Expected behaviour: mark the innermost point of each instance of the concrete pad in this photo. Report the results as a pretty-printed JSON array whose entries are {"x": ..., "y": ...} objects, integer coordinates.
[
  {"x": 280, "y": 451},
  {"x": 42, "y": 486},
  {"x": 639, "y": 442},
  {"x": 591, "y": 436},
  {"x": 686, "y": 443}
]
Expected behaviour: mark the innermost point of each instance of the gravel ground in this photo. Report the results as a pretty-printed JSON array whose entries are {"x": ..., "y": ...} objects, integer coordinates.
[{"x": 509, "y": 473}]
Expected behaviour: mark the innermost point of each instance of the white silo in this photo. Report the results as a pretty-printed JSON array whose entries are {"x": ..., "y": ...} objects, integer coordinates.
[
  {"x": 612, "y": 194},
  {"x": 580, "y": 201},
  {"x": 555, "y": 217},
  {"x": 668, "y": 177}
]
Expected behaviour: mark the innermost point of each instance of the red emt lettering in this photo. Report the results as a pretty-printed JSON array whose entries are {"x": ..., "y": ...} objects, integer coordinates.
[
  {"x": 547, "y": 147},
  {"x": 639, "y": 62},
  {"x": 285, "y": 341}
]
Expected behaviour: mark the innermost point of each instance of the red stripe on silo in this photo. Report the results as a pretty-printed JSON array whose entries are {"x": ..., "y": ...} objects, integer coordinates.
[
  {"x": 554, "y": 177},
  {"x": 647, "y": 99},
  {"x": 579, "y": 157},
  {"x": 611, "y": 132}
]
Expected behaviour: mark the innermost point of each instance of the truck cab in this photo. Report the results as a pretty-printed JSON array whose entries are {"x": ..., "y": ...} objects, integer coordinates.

======

Activity:
Provide an exact reproduction of all the entries shown above.

Solved problem:
Expected behaviour: mark the innermost point of each instance of the concrete pad in this photo. Report the results as a pretty-printed JSON array whose entries are {"x": ..., "y": ...} objects, integer coordinates.
[
  {"x": 280, "y": 451},
  {"x": 42, "y": 486},
  {"x": 639, "y": 442},
  {"x": 591, "y": 436},
  {"x": 686, "y": 443}
]
Expected behaviour: mark the innermost point of each instance of the gravel ground in this photo. Report the results as a pretty-printed JSON array whose entries are {"x": ..., "y": ...} objects, integer coordinates.
[{"x": 509, "y": 473}]
Expected behaviour: mark the innermost point of each instance of the white silo in this photo. Report the results as a pretty-printed JSON array whose entries are {"x": ..., "y": ...} objects, integer coordinates.
[
  {"x": 612, "y": 194},
  {"x": 580, "y": 201},
  {"x": 555, "y": 217},
  {"x": 668, "y": 177}
]
Expected behaviour: mark the innermost point of each instance of the red emt lettering in this photo. Report the results as a pretty-printed JSON array whose entries are {"x": ..., "y": ...} objects, integer coordinates.
[
  {"x": 547, "y": 147},
  {"x": 639, "y": 62},
  {"x": 285, "y": 341}
]
Expected behaviour: mark the innermost point of each instance of the red stripe on silo in this photo. Report the results as a pretty-printed JSON array whose entries are {"x": ..., "y": ...} objects, integer coordinates.
[
  {"x": 554, "y": 177},
  {"x": 647, "y": 99},
  {"x": 579, "y": 157},
  {"x": 611, "y": 132}
]
Expected behaviour: mark the innermost point of each instance of the truck cab in this photo. Report the results as a pretty-printed JSON array whose entries are {"x": ..., "y": ...} objects, integer coordinates.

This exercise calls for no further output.